• _GIVEN PROBLEM_: Below is a set of records; restate each one word for word.
:: RECORD SET ::
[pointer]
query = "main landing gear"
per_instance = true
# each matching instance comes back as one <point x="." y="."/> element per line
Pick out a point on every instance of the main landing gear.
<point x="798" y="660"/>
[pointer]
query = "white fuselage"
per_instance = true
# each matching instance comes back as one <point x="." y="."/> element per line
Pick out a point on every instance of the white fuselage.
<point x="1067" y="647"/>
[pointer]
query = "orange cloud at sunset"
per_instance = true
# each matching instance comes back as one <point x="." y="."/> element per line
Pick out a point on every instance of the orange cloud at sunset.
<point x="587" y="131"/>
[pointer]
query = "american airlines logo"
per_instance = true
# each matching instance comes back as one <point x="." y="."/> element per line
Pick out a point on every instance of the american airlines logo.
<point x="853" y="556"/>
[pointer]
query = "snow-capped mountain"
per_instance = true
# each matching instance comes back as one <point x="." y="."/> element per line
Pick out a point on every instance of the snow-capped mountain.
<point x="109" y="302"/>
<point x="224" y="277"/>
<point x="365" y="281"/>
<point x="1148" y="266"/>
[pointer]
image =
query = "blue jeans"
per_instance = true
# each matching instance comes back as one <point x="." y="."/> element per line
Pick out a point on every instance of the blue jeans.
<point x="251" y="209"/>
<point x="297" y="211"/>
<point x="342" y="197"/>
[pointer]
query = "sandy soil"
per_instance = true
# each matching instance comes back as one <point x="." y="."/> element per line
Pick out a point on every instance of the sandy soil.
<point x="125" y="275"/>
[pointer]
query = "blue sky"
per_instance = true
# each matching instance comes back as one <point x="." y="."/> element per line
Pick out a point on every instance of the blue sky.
:::
• _EXERCISE ANSWER_:
[pointer]
query = "main landing gear"
per_instance = true
# each matching instance comes back as one <point x="." y="."/> element per line
Pick out a point on every instance of the main landing gear.
<point x="798" y="660"/>
[pointer]
query = "white fuselage"
per_instance = true
# each matching instance comes back as one <point x="." y="."/> element per line
Pick out a point on every instance of the white fuselage.
<point x="1067" y="647"/>
[pointer]
query = "orange cloud at sunset"
per_instance = true
# each matching instance comes back as one <point x="." y="."/> element per line
Pick out a point on every instance of the orange cloud at sunset.
<point x="587" y="131"/>
[pointer]
query = "american airlines logo"
per_instance = true
# each matching instance comes back as one <point x="." y="."/> element per line
Pick out a point on every instance of the american airlines logo.
<point x="853" y="556"/>
[pointer]
query = "snow-capped mountain"
per_instance = true
# each matching instance comes back as one <point x="." y="."/> element per line
Pick out a point on every instance of the snow-capped mountain.
<point x="109" y="302"/>
<point x="224" y="277"/>
<point x="365" y="281"/>
<point x="1148" y="266"/>
[pointer]
image =
query = "blue jeans"
per_instance = true
# each matching instance comes back as one <point x="." y="."/> element per line
Pick out a point on every instance of the blue jeans.
<point x="251" y="209"/>
<point x="297" y="211"/>
<point x="342" y="197"/>
[pointer]
query = "sandy soil"
per_instance = true
# each matching instance comes back as one <point x="." y="."/> element per line
Pick out a point on every instance of the sandy soil.
<point x="125" y="275"/>
[pointer]
query = "blue sky"
per_instance = true
# each matching instance comes back as one <point x="." y="."/> element per line
Pick out a point on every instance of the blue sky.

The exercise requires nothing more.